#### [Task objective]
Note how many lines of the data below hold the word "large", then give that number with no other text.

#### [Data supplied]
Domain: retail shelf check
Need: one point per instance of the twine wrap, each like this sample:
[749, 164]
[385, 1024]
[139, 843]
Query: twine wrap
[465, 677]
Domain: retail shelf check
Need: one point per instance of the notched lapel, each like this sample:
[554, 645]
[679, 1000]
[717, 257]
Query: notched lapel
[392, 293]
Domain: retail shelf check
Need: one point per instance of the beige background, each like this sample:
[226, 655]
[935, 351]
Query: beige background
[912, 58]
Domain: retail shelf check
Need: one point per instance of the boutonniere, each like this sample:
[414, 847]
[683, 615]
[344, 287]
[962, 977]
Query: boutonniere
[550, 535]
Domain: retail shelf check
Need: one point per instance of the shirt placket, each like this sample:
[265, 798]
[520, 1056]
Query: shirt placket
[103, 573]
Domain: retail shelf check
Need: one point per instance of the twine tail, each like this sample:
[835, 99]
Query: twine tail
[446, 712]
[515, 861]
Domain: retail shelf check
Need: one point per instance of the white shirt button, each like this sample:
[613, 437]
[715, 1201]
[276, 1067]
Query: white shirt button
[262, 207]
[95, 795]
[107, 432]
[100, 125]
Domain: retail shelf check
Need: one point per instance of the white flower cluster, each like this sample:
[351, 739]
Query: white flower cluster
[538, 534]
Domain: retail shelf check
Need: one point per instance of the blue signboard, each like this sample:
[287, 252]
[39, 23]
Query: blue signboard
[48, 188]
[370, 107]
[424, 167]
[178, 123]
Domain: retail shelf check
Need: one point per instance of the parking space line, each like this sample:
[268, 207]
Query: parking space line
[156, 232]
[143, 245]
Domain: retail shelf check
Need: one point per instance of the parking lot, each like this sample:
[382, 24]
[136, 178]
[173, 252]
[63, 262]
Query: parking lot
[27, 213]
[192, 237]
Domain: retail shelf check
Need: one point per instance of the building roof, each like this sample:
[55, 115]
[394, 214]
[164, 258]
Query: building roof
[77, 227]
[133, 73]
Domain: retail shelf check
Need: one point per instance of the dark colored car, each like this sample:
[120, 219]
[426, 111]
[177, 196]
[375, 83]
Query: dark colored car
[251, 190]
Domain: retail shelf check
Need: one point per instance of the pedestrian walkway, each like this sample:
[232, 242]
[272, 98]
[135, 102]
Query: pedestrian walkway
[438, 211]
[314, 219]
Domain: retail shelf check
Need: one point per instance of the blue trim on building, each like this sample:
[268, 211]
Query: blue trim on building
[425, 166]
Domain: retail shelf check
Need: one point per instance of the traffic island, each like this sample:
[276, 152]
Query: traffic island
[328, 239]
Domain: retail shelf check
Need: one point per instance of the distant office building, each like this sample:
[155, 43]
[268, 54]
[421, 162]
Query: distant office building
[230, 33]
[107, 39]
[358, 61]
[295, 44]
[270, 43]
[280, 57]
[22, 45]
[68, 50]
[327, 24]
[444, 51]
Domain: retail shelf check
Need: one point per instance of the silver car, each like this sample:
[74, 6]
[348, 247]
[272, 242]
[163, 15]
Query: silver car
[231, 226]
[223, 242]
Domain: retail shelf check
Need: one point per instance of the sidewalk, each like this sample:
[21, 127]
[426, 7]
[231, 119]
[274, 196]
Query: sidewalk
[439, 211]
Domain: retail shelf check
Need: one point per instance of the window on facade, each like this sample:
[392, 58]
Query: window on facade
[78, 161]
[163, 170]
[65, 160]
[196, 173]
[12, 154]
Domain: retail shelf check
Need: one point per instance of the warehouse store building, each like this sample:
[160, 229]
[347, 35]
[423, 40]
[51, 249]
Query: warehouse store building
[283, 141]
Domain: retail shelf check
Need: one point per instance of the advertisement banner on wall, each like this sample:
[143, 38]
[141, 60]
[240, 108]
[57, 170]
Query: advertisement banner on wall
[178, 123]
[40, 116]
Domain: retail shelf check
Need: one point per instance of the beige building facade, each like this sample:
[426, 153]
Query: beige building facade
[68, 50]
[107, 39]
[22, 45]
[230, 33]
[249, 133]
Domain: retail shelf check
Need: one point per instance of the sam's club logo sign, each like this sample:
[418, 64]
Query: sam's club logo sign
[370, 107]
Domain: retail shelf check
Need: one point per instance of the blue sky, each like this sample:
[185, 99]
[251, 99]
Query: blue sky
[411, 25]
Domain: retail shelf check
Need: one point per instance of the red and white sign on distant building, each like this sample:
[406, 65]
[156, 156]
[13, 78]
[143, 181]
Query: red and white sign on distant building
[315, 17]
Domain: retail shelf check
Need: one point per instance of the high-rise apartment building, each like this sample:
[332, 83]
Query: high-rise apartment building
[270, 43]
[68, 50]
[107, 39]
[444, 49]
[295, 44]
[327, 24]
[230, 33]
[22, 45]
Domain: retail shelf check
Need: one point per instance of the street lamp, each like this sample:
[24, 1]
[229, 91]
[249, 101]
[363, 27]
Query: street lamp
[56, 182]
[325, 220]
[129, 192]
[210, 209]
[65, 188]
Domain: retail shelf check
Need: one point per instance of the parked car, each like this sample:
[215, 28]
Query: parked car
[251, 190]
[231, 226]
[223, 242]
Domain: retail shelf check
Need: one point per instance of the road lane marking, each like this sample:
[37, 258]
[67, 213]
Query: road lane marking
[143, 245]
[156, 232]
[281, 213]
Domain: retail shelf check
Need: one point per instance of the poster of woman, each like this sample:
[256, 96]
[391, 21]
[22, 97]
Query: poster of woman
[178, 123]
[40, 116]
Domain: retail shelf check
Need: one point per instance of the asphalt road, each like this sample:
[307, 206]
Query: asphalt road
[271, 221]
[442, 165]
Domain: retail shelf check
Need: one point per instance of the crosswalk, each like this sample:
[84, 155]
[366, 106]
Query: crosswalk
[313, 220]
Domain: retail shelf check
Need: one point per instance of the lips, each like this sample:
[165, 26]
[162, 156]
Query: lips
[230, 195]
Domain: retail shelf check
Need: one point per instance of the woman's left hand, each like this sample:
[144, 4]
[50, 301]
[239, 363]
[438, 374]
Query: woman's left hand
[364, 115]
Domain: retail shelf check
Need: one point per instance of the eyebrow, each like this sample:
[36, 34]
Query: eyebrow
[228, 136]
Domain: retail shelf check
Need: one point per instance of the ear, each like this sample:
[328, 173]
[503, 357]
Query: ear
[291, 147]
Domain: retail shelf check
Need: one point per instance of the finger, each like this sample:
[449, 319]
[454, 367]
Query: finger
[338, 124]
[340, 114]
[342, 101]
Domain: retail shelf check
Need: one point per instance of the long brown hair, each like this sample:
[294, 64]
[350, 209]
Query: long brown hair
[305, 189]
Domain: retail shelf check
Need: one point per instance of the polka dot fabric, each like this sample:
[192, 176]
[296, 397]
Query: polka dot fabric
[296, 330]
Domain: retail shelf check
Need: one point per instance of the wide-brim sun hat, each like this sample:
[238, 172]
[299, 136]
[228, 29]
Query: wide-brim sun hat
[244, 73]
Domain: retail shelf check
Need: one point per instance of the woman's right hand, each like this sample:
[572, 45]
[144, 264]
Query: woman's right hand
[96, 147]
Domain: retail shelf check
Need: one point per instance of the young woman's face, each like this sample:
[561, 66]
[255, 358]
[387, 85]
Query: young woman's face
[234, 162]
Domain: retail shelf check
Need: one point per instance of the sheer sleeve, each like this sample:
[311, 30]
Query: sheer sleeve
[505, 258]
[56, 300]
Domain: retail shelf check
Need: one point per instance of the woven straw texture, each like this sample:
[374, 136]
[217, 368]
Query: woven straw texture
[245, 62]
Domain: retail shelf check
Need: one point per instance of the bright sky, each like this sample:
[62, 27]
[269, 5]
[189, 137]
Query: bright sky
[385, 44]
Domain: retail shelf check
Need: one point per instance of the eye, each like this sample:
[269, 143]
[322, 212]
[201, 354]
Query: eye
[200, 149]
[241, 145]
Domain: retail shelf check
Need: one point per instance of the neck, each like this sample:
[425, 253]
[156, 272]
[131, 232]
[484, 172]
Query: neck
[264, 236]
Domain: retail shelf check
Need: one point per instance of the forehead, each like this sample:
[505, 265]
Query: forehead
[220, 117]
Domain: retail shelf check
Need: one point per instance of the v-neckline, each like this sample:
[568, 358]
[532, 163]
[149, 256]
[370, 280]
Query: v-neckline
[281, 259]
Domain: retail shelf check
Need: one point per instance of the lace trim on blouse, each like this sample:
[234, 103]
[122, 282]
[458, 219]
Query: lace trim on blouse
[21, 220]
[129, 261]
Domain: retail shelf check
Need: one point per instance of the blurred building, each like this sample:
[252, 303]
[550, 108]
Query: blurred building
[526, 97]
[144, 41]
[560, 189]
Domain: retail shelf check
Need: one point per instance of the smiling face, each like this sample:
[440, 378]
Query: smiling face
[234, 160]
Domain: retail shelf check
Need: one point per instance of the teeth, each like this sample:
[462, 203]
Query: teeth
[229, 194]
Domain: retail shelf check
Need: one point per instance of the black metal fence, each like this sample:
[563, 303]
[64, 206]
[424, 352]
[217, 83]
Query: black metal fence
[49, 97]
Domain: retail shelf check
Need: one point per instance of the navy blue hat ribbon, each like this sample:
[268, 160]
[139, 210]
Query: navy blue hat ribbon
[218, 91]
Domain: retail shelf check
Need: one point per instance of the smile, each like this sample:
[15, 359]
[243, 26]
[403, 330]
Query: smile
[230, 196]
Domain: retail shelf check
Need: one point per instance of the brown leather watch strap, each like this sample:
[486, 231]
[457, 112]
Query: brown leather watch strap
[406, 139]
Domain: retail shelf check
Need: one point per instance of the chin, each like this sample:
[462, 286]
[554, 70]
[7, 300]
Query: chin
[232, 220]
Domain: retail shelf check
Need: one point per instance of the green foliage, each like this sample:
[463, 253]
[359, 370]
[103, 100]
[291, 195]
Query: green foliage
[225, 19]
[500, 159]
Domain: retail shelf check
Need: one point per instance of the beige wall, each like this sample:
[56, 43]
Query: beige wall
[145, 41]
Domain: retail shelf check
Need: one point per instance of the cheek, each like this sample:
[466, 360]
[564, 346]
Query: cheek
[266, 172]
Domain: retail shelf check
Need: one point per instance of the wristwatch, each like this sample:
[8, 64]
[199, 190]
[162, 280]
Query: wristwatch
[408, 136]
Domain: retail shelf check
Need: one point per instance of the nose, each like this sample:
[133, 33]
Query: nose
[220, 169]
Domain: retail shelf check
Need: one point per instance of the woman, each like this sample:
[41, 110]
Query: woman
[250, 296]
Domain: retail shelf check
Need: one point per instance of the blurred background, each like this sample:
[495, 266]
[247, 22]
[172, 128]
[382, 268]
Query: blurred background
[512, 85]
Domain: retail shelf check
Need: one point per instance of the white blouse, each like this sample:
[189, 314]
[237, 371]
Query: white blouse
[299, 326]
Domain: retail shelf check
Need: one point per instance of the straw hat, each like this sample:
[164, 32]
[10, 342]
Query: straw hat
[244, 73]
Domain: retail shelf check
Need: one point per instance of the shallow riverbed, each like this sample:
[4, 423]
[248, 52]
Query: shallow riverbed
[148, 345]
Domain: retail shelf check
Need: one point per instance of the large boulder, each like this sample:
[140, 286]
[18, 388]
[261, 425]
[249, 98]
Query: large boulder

#### [Result of the exercise]
2